* Written exercise: Rewrite the data below as a numbered list, leaving out any blank lines.

* Extracted material:
——————

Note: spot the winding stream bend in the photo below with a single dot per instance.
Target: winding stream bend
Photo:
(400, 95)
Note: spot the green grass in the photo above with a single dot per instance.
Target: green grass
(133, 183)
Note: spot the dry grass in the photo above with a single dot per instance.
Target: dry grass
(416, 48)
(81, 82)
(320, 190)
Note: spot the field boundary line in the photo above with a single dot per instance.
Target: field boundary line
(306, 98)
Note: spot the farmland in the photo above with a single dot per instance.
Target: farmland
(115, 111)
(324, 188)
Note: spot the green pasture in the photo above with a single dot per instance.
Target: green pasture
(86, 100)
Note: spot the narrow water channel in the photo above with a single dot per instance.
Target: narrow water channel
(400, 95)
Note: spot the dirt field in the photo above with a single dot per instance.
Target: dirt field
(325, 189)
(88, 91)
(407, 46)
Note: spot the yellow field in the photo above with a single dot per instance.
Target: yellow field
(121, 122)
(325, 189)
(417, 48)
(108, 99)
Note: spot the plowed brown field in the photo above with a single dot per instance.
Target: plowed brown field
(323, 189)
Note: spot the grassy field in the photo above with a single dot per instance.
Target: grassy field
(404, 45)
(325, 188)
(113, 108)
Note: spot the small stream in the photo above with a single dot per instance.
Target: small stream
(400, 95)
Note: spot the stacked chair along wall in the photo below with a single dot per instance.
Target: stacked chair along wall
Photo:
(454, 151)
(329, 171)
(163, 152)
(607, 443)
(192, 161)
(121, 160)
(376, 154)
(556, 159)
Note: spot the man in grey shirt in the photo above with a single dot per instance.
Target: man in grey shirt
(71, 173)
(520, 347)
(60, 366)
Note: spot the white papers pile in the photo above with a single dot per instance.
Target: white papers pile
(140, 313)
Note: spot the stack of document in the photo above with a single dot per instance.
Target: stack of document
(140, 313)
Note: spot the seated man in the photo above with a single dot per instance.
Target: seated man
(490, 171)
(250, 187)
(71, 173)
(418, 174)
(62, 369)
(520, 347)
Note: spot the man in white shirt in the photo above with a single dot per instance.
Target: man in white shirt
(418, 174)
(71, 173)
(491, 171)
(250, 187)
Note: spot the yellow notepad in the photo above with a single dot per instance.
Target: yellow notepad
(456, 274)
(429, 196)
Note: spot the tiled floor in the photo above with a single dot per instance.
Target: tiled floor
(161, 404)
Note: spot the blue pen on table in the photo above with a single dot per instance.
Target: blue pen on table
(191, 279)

——————

* The solution:
1. Note: spot the winding stream bend in the photo below with a single dot per instance.
2. Target: winding stream bend
3. Photo:
4. (400, 95)
5. Note: spot the green grass in the photo above with a single dot per instance.
6. Target: green grass
7. (133, 183)
8. Note: spot the dry grass in the photo above with a single dot per instance.
9. Target: dry grass
10. (416, 48)
11. (81, 82)
12. (320, 190)
13. Note: spot the field boundary line in the photo above with a single dot per instance.
14. Target: field boundary line
15. (306, 98)
16. Note: spot the farmland in the photo above with a single dot per instance.
17. Target: farmland
18. (115, 111)
19. (324, 188)
20. Note: spot the green pasture in the photo above with a single dot per instance.
21. Target: green pasture
22. (86, 100)
23. Note: spot the narrow water channel in the photo above with a single dot per instance.
24. Target: narrow water channel
25. (400, 95)
26. Note: spot the dirt field in the photo above with a single dot per instance.
27. Target: dirt field
28. (325, 189)
29. (88, 91)
30. (407, 46)
31. Note: spot the yellow field in the photo above with a single dot per instance.
32. Target: yellow field
33. (121, 122)
34. (325, 189)
35. (417, 48)
36. (108, 99)
37. Note: spot the plowed brown field in the photo above with a single dot per instance.
38. Target: plowed brown field
39. (323, 189)
40. Note: spot the grassy field in the photo above with a single dot per instance.
41. Target: grassy field
42. (404, 45)
43. (325, 188)
44. (113, 108)
45. Note: spot the small stream in the photo above with a single dot per instance.
46. Target: small stream
47. (400, 95)
48. Note: spot the stacked chair along wall in the photo below with a single dot per instance.
49. Target: stacked chair along wall
50. Photo:
51. (454, 151)
52. (329, 171)
53. (163, 152)
54. (607, 443)
55. (192, 161)
56. (121, 160)
57. (376, 154)
58. (556, 159)
59. Note: spot the man in grey shirt in the photo above with a single dot per instance.
60. Target: man in grey shirt
61. (71, 173)
62. (520, 347)
63. (60, 366)
64. Note: spot the white papers pile in the photo above with a single dot per instance.
65. Target: white papers pile
66. (140, 313)
67. Note: spot the stack of document in the photo above with a single dot per instance.
68. Target: stack of document
69. (140, 313)
70. Note: spot the seated man in the photo above with a single dot per instance.
71. Target: seated man
72. (490, 171)
73. (250, 187)
74. (71, 173)
75. (418, 174)
76. (62, 369)
77. (520, 347)
78. Note: spot the man in white shirt in the photo above with a single dot per instance.
79. Target: man in white shirt
80. (418, 174)
81. (71, 173)
82. (491, 171)
83. (250, 187)
84. Note: spot the yellow notepad in the photo above with a single dot per instance.
85. Target: yellow notepad
86. (456, 274)
87. (429, 196)
88. Note: spot the tiled floor in the photo above with a single dot per instance.
89. Target: tiled floor
90. (161, 404)
91. Note: spot the blue pen on table in the photo above with a single dot per instance.
92. Target: blue pen on table
93. (191, 279)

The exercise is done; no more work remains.